GIVEN TEXT:
---
Connecticut’s first adult-use cannabis dispensaries opened to the public on Tuesday, making the Constitution State the latest along the east coast to open access to cannabis to adults 21 and older.
“Certainly the folks … who braved the cold this morning to stand and wait in line are incredibly excited about the opportunity today, not only of course to purchase safe, high quality product at our retail outlet, but also the fact that you know, this is the end of prohibition here in the state,” said Darren Weiss, chief operating officer of Verano Holdings, one of the companies licensed to sell on day one. “They can now make purchases, first of all without becoming part of the medical program, and without fear.”
For now, just nine of the state’s existing medical cannabis dispensaries were greenlit to move ahead with adult-use sales including Acreage Holdings’ The Botanist dispensary in Montville, Connecticut, and Verano Holdings’ Zen Leaf dispensary in Meriden, Connecticut. By the close of 2023, as many as 40 dispensaries are expected to open across the state, according to the Associated Press.
---
Records excerpted from a collection:

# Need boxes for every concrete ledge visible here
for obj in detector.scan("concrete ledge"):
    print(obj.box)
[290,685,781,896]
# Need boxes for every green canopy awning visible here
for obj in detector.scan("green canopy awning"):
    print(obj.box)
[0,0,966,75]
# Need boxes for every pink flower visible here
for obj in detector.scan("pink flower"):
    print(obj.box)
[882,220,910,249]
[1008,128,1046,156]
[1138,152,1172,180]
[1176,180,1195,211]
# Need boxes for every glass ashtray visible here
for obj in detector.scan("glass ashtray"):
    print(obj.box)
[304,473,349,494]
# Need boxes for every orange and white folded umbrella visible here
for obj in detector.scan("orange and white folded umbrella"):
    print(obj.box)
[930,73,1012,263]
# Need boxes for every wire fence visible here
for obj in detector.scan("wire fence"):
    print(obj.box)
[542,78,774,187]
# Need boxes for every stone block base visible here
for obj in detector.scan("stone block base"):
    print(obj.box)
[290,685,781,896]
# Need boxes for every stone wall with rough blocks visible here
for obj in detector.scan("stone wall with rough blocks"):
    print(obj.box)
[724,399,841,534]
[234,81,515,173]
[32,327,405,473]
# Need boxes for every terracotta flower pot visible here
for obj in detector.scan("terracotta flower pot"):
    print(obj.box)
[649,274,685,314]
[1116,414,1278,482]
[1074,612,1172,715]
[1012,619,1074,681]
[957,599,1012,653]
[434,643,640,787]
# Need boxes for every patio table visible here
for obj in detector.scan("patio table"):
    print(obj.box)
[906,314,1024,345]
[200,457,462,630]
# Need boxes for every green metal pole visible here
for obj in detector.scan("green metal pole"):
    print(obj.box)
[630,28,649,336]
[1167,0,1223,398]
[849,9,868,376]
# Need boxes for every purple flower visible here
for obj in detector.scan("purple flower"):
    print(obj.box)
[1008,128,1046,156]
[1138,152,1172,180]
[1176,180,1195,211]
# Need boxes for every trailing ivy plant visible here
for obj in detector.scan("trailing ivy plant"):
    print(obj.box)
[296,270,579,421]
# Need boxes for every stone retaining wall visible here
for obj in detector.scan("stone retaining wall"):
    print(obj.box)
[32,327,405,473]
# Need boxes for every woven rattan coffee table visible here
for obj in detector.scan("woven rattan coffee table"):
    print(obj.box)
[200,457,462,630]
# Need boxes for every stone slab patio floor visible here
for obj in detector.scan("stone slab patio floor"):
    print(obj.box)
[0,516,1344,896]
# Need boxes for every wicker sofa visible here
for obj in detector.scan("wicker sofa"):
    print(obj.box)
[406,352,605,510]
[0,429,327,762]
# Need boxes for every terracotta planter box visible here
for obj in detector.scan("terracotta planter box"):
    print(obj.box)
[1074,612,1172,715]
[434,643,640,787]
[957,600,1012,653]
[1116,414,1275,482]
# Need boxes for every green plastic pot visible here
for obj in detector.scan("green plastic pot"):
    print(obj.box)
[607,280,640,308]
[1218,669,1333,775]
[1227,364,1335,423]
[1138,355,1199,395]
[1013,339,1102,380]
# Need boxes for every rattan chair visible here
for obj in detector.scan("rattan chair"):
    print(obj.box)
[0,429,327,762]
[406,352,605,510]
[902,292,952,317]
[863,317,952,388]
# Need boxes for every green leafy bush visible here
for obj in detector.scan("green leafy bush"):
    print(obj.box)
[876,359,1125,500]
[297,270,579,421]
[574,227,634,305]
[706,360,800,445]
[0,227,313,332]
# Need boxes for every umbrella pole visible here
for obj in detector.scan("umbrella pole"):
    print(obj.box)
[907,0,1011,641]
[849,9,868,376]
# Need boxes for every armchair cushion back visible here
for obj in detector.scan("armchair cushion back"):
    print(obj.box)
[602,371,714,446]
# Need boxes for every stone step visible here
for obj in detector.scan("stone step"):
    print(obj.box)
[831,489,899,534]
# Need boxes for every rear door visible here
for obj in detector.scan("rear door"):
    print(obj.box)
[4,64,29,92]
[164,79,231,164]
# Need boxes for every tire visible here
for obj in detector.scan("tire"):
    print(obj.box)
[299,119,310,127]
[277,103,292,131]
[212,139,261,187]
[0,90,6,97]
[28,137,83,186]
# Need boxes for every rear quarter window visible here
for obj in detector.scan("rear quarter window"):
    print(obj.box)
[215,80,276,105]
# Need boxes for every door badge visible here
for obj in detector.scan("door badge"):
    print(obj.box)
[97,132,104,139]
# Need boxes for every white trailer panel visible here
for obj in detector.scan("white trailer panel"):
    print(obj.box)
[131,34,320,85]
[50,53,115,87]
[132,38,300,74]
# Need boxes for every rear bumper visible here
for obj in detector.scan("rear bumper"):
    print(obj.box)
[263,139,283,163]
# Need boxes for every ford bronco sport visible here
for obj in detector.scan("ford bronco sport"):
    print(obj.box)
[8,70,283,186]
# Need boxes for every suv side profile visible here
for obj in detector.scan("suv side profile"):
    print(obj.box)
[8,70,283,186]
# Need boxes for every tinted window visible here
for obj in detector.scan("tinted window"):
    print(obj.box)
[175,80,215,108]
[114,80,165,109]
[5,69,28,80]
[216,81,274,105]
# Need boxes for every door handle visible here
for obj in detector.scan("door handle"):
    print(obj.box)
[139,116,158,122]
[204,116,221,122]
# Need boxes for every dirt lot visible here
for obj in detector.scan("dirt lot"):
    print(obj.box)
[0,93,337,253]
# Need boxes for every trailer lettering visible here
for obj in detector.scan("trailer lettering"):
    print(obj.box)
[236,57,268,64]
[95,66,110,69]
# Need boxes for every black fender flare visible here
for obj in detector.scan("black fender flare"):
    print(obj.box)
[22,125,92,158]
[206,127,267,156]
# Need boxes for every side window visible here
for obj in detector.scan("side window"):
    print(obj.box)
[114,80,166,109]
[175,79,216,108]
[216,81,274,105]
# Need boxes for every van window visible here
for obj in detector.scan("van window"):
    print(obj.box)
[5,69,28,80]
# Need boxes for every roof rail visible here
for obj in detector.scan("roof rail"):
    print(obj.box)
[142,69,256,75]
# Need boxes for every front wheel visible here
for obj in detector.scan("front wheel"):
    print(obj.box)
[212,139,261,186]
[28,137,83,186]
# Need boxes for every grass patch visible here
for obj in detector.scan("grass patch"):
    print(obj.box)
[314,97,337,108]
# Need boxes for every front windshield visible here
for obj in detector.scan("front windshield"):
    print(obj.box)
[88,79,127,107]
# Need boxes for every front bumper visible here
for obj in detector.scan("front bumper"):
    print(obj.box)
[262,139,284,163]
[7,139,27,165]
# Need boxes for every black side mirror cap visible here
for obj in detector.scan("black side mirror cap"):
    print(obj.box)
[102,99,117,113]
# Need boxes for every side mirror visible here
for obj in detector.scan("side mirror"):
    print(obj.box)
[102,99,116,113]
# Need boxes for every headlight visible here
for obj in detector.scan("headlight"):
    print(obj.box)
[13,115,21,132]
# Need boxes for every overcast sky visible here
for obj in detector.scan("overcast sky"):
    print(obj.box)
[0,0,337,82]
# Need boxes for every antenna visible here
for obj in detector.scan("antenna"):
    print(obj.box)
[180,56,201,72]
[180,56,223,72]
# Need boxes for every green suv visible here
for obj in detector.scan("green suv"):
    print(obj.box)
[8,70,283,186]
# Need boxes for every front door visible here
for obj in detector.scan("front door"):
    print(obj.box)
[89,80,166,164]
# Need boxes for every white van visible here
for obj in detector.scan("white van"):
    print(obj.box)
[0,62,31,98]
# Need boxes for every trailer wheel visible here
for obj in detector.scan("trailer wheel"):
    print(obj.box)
---
Print the full text on Connecticut's first adult-use cannabis dispensaries, word for word.

PROBLEM SOLUTION:
Connecticut’s first adult-use cannabis dispensaries opened to the public on Tuesday, making the Constitution State the latest along the east coast to open access to cannabis to adults 21 and older.
“Certainly the folks … who braved the cold this morning to stand and wait in line are incredibly excited about the opportunity today, not only of course to purchase safe, high quality product at our retail outlet, but also the fact that you know, this is the end of prohibition here in the state,” said Darren Weiss, chief operating officer of Verano Holdings, one of the companies licensed to sell on day one. “They can now make purchases, first of all without becoming part of the medical program, and without fear.”
For now, just nine of the state’s existing medical cannabis dispensaries were greenlit to move ahead with adult-use sales including Acreage Holdings’ The Botanist dispensary in Montville, Connecticut, and Verano Holdings’ Zen Leaf dispensary in Meriden, Connecticut. By the close of 2023, as many as 40 dispensaries are expected to open across the state, according to the Associated Press.